*TASK TO COMPLETE*
Could you return every record below exactly as it stands, leaving out the pictures?

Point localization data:
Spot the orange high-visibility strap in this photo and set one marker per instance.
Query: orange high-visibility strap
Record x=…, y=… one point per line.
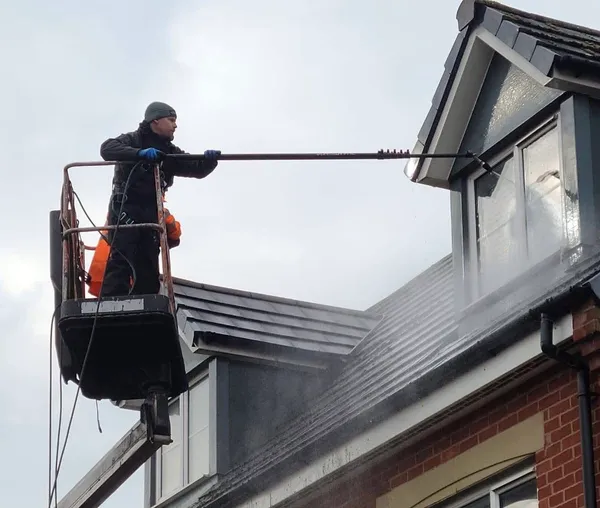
x=102, y=252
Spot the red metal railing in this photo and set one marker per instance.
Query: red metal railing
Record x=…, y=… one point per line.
x=74, y=282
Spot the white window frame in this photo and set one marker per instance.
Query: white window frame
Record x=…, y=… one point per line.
x=157, y=469
x=515, y=150
x=493, y=490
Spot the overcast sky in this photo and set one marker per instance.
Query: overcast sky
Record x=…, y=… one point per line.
x=260, y=76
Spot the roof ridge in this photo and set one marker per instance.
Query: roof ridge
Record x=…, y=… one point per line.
x=272, y=298
x=537, y=17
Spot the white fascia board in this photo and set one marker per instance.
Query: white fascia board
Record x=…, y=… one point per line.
x=457, y=110
x=463, y=96
x=376, y=438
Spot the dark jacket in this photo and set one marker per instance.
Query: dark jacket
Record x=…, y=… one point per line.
x=141, y=184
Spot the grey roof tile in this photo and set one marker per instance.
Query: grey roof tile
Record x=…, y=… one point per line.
x=215, y=313
x=413, y=338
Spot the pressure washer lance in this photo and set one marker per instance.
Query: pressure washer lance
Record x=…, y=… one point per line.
x=381, y=155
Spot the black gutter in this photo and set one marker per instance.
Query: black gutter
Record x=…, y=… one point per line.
x=577, y=362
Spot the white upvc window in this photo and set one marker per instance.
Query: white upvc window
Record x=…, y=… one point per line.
x=187, y=458
x=519, y=490
x=515, y=213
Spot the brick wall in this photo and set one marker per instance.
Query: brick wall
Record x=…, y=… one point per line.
x=558, y=465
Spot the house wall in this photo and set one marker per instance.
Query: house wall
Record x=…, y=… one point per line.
x=405, y=479
x=261, y=399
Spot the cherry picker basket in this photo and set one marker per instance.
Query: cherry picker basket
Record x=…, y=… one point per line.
x=115, y=348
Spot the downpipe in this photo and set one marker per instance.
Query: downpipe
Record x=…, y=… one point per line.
x=584, y=396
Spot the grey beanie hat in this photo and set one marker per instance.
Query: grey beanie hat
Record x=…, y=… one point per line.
x=157, y=110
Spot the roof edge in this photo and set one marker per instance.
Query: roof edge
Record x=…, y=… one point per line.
x=273, y=298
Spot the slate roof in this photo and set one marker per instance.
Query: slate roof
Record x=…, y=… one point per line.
x=413, y=339
x=233, y=322
x=548, y=44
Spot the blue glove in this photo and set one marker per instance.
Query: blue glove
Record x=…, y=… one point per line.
x=212, y=155
x=150, y=154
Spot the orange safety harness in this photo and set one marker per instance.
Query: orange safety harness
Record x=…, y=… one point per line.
x=102, y=252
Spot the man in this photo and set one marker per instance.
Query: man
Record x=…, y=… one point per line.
x=134, y=195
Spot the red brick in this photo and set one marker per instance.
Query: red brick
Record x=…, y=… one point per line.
x=561, y=433
x=424, y=454
x=414, y=472
x=562, y=457
x=571, y=466
x=559, y=408
x=563, y=483
x=468, y=443
x=544, y=492
x=528, y=411
x=554, y=474
x=570, y=416
x=508, y=422
x=549, y=400
x=551, y=425
x=556, y=499
x=543, y=466
x=487, y=433
x=573, y=492
x=434, y=461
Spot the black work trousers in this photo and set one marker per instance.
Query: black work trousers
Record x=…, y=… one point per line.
x=134, y=251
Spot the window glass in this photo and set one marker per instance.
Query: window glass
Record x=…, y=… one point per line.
x=522, y=496
x=171, y=455
x=543, y=196
x=198, y=430
x=496, y=221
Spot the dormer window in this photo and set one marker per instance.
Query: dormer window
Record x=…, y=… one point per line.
x=515, y=213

*SOLUTION TO THE EXERCISE*
Spot the orange high-visibility strap in this photo and set one marker per instance.
Query: orange high-visibility strap
Record x=…, y=… one point per line.
x=102, y=252
Spot the red metal railing in this photo and set one marker per instance.
Query: red metal railing
Record x=…, y=… one point per line.
x=74, y=282
Spot the white window frame in this photo and set one marker per instance.
Query: white window frame
Record x=…, y=… one point per line.
x=157, y=469
x=515, y=150
x=493, y=490
Spot the overcast sky in this photo and set one marker per instance.
Query: overcast sky
Record x=…, y=… one point per line.
x=260, y=76
Spot the roof ridge in this photo and set one marker per instance.
Query: roof ridge
Record x=…, y=… one point per line.
x=272, y=298
x=537, y=17
Spot the white fascia board in this photo and set one marker per instance.
Query: white fascia board
Record x=…, y=… one point per line.
x=457, y=110
x=463, y=96
x=376, y=438
Spot the dark jacket in this photo and set one marker per instance.
Query: dark jacket
Record x=…, y=… one point per line.
x=141, y=184
Spot the grey roof tile in this photo and set one marker per instance.
Query: grey roof tile
Record x=…, y=… one point per line.
x=215, y=313
x=413, y=338
Spot the pressure washer lance in this photo and set one marker per instance.
Query: pressure washer lance
Record x=…, y=… one point per line.
x=381, y=155
Spot the black gutter in this photo and set one marker per instance.
Query: black gutter
Record x=…, y=… one point per line.
x=577, y=362
Spot the white upvc window in this photo and set one marker per instance.
Query: white upvc window
Record x=…, y=… one point per line.
x=187, y=458
x=519, y=490
x=515, y=213
Spot the brick wall in this photo and set one marker per instance.
Query: brick wall
Record x=…, y=… one point per line.
x=558, y=465
Spot the house wall in this photo and set one marker per instance.
Query: house wall
Record x=…, y=… one point per line.
x=405, y=479
x=261, y=399
Spot the cherry picker basket in this photo and set one marker per instance.
Query: cherry picker basket
Record x=…, y=… one point per line.
x=115, y=348
Spot the downpipe in this photo and set one marker per instance.
Query: downpipe
Record x=…, y=… one point per line.
x=584, y=396
Spot the grey beanie hat in this photo and set one marker per instance.
Query: grey beanie hat
Record x=…, y=… one point per line.
x=157, y=110
Spot the roof edge in this photo and set one marker per instance.
Query: roof edge
Record x=…, y=… one point per line.
x=273, y=298
Spot the slate roof in this photo and set one marker per instance.
Query: slate roof
Record x=…, y=… one point per line.
x=413, y=339
x=233, y=322
x=548, y=44
Spot the blue glove in this photo and set one marker per instance.
Query: blue glove
Record x=…, y=… one point per line.
x=212, y=155
x=150, y=154
Spot the orange safety harness in this photo and set one marker per instance.
Query: orange safety harness
Record x=…, y=… one point per line.
x=102, y=252
Spot the man in this photo and set one marker per instance.
Query: man
Record x=…, y=… one point per line.
x=134, y=195
Spot the red brick in this photo and set one marker per instance.
Query: red brick
Record x=…, y=… one point per line.
x=561, y=433
x=424, y=454
x=414, y=472
x=562, y=457
x=571, y=466
x=559, y=408
x=563, y=483
x=468, y=443
x=544, y=492
x=528, y=411
x=554, y=474
x=570, y=416
x=508, y=422
x=549, y=400
x=551, y=425
x=556, y=499
x=543, y=466
x=487, y=433
x=573, y=492
x=434, y=461
Spot the black work trousers in this photo and set one marker per instance.
Query: black work trousers
Record x=…, y=… one point per line.
x=134, y=251
Spot the window glass in this photo and set one marker per instance.
Query: window glass
Record x=…, y=… one point per line.
x=522, y=496
x=171, y=455
x=543, y=196
x=198, y=430
x=496, y=221
Spot the dormer window in this photo and set one marker per instance.
Query: dormer window
Record x=…, y=… one point per line.
x=515, y=213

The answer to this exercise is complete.